(Records contained in a dataset)
━━━━

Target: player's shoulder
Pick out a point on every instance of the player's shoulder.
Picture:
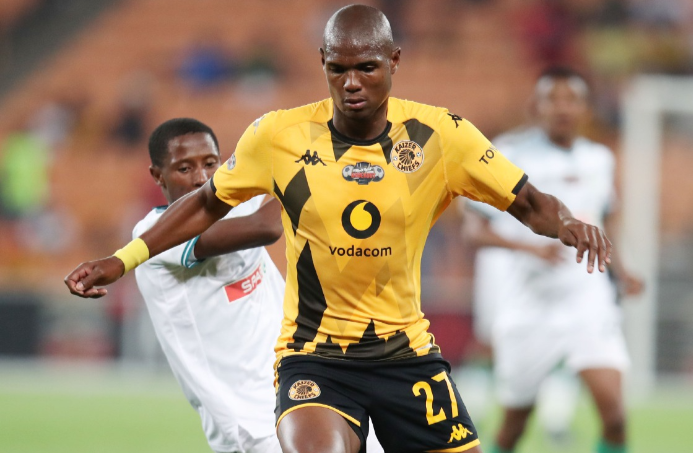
(279, 120)
(148, 221)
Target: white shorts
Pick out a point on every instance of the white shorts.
(527, 350)
(249, 444)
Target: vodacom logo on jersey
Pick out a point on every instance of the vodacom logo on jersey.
(245, 286)
(360, 219)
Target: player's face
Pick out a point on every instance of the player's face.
(359, 77)
(191, 161)
(561, 110)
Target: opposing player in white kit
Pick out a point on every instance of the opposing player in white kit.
(216, 301)
(544, 310)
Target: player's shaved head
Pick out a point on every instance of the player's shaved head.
(359, 26)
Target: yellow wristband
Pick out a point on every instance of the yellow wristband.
(133, 254)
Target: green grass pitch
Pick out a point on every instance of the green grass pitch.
(107, 413)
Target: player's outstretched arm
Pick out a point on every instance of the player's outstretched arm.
(477, 231)
(548, 216)
(263, 227)
(188, 217)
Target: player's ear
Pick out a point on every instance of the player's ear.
(157, 175)
(394, 60)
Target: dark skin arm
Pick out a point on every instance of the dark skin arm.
(263, 227)
(546, 215)
(188, 217)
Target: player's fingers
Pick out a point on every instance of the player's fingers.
(593, 248)
(583, 243)
(96, 293)
(609, 249)
(603, 252)
(89, 280)
(73, 280)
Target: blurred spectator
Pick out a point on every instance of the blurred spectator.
(548, 28)
(206, 64)
(24, 180)
(130, 126)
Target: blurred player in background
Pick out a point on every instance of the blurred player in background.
(216, 300)
(548, 312)
(362, 177)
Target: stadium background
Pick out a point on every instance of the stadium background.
(83, 82)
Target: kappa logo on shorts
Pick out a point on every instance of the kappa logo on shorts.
(459, 432)
(407, 156)
(304, 390)
(231, 163)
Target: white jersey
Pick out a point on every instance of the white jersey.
(581, 177)
(217, 321)
(539, 314)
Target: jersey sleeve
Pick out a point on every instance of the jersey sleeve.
(248, 172)
(474, 168)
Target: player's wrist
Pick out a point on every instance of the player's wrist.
(133, 254)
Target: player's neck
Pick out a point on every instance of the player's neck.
(362, 129)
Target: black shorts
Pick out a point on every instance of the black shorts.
(413, 403)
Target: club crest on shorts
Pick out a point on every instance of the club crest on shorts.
(407, 156)
(304, 390)
(363, 173)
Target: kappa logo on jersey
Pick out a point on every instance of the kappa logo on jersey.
(231, 163)
(361, 219)
(256, 123)
(407, 156)
(310, 160)
(455, 118)
(459, 432)
(488, 155)
(304, 390)
(363, 173)
(245, 286)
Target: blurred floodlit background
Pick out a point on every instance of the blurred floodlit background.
(83, 82)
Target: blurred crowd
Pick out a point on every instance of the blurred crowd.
(47, 219)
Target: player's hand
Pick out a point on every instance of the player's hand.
(83, 280)
(586, 238)
(630, 285)
(552, 253)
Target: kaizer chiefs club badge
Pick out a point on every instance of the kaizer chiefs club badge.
(407, 156)
(304, 390)
(231, 163)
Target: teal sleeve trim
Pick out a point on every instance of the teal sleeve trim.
(604, 447)
(186, 260)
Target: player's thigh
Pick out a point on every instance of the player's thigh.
(317, 429)
(523, 358)
(606, 387)
(415, 406)
(598, 341)
(317, 407)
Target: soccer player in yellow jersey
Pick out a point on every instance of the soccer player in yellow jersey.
(361, 178)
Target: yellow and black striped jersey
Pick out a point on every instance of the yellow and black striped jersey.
(356, 216)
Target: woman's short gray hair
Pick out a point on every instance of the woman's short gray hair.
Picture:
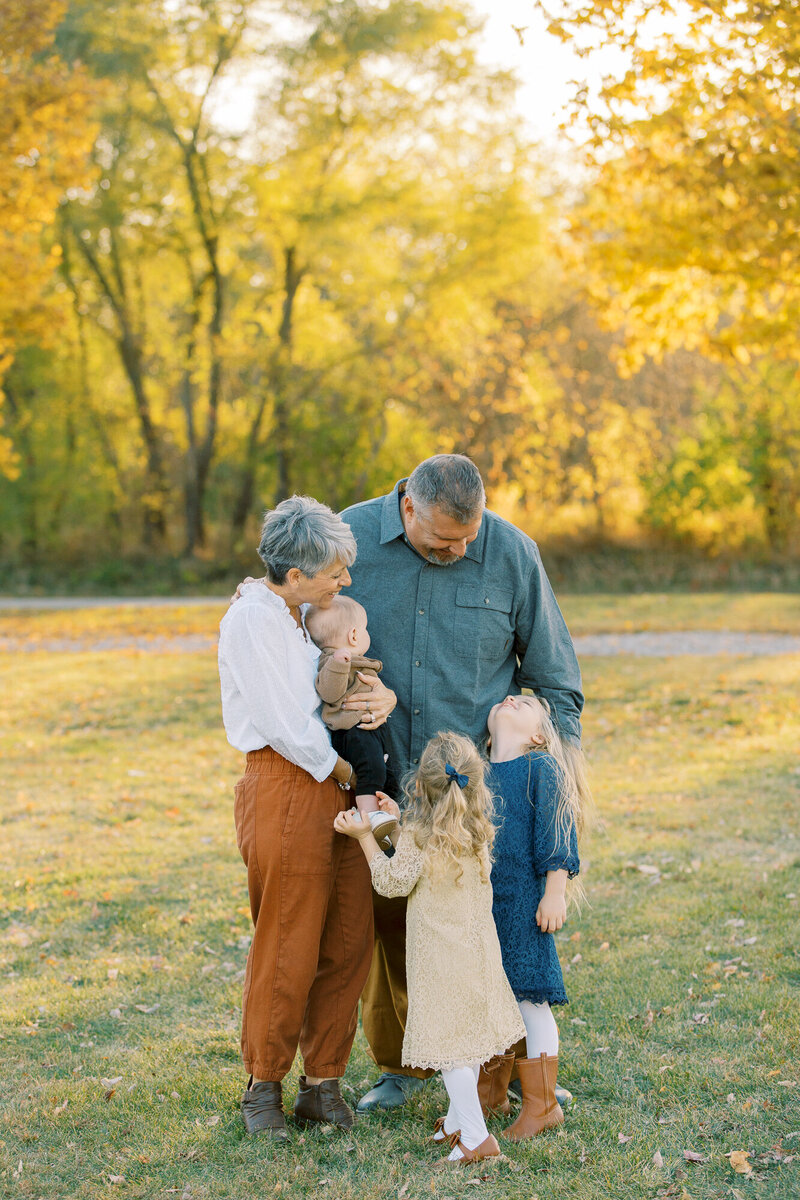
(301, 532)
(451, 483)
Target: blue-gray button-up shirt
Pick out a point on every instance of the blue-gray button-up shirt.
(457, 639)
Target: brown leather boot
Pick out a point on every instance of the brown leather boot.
(540, 1109)
(493, 1085)
(322, 1104)
(263, 1111)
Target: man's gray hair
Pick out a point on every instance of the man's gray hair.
(301, 532)
(451, 483)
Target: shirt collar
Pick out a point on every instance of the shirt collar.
(391, 523)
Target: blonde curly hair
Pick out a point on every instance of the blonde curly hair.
(447, 821)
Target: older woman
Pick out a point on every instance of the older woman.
(310, 889)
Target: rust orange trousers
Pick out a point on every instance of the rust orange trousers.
(311, 899)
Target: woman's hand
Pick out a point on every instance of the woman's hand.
(386, 804)
(376, 706)
(551, 913)
(353, 823)
(238, 592)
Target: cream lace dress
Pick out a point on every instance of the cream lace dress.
(461, 1008)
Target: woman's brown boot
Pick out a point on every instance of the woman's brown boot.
(493, 1085)
(540, 1109)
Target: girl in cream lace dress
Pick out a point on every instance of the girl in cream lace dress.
(461, 1008)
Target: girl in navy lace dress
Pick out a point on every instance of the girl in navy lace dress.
(541, 795)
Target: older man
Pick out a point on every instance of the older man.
(462, 613)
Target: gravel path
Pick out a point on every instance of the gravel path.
(644, 645)
(659, 646)
(705, 643)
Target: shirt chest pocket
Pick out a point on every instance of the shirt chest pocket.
(482, 622)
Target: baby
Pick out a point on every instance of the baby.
(341, 633)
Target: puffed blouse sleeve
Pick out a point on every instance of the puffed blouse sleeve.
(555, 849)
(397, 876)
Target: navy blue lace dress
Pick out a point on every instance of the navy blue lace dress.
(525, 849)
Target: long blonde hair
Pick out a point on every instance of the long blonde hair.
(575, 805)
(449, 821)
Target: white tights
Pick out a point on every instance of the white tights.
(464, 1111)
(541, 1031)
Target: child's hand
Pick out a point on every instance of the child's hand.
(551, 913)
(386, 804)
(353, 823)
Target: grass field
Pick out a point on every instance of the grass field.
(125, 927)
(767, 612)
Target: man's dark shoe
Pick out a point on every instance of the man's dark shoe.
(322, 1104)
(263, 1110)
(563, 1097)
(389, 1092)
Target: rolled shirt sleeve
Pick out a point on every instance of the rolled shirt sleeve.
(266, 673)
(548, 664)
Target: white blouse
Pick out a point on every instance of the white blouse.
(266, 676)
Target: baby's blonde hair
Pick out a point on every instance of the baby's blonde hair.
(447, 821)
(326, 625)
(575, 802)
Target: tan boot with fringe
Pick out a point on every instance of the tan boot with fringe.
(493, 1085)
(540, 1109)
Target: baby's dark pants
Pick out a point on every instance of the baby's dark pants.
(365, 750)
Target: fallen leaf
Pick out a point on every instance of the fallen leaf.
(739, 1161)
(692, 1156)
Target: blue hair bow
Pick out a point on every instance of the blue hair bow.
(452, 774)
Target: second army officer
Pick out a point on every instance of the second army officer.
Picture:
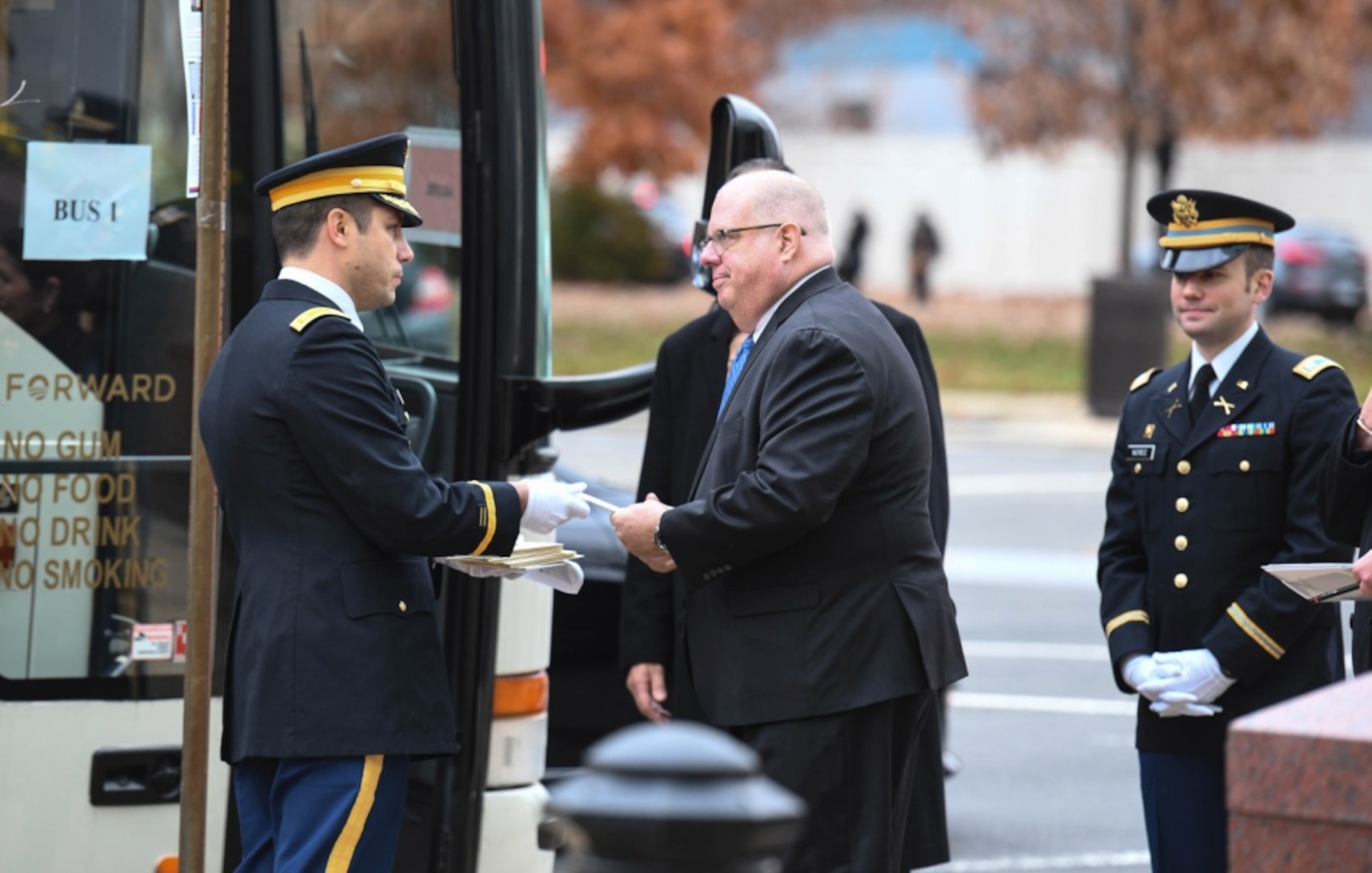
(1213, 475)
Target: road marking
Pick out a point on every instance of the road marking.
(1040, 703)
(1021, 567)
(1057, 862)
(994, 485)
(1037, 651)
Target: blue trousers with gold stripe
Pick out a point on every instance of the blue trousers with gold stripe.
(320, 814)
(1183, 812)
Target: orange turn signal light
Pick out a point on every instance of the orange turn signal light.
(520, 695)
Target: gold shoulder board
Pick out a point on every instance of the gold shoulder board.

━━━━

TASK BRIEF:
Gather up every line in the data above that contains the word "officer", copying each one.

EXERCISE RESPONSE:
Target: second army officer
Pick out a point on every instance of the second army officer.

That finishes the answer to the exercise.